▶ [TASK STATEMENT]:
Report how many lines of the data contain the string "eyebrow", treating uppercase and lowercase letters as different. Give only the number.

━━━━━ THE RECORDS ━━━━━

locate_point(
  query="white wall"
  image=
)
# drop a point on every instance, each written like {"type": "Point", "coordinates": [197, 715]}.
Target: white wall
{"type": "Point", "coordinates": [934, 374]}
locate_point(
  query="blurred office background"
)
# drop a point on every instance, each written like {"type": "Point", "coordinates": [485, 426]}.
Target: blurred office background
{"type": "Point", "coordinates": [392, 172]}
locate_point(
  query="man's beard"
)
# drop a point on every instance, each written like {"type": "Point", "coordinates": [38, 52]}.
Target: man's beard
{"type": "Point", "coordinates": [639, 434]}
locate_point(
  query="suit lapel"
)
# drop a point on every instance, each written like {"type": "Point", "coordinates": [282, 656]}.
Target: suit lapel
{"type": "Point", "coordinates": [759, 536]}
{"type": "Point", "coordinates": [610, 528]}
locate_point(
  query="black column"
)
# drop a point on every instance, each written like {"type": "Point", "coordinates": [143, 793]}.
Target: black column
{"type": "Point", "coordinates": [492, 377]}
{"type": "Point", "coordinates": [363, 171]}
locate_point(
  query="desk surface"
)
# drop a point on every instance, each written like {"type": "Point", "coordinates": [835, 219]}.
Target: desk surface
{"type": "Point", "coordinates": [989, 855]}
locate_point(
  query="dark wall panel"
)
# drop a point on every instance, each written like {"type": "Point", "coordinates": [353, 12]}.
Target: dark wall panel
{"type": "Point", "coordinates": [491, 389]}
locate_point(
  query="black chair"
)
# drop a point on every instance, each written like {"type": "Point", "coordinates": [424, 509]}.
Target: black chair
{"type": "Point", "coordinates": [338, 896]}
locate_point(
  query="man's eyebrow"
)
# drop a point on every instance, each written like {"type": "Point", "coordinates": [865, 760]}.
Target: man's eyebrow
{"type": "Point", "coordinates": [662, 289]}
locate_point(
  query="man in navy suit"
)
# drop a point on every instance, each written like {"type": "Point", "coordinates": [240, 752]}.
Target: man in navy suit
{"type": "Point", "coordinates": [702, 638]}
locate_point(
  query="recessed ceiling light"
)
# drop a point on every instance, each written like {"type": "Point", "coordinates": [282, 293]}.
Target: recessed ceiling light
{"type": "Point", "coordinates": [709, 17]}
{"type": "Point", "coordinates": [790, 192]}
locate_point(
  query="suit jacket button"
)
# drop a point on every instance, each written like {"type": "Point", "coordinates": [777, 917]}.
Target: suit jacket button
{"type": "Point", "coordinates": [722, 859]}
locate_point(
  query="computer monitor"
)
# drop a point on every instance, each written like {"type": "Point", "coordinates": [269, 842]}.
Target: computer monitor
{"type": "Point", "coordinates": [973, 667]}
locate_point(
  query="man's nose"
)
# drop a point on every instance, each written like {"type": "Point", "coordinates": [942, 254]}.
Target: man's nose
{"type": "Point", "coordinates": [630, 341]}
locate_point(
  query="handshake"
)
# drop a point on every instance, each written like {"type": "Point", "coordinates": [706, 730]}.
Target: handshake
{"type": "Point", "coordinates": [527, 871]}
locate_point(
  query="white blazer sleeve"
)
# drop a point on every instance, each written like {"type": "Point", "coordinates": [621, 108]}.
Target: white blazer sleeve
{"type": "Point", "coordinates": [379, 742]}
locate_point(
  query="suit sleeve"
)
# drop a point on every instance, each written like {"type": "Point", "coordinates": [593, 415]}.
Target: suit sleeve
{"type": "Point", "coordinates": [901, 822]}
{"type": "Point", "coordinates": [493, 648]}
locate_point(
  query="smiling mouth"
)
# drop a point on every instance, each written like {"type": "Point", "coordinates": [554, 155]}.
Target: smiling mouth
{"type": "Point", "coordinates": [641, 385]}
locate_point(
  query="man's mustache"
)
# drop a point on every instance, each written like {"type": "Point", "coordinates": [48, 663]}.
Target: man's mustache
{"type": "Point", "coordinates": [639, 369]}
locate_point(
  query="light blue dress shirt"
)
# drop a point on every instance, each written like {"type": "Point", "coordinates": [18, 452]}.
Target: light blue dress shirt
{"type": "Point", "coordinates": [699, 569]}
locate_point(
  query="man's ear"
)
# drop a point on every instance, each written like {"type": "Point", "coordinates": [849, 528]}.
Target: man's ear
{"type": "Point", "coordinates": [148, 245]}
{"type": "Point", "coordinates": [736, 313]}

━━━━━

▶ [ANSWER IN FULL]:
2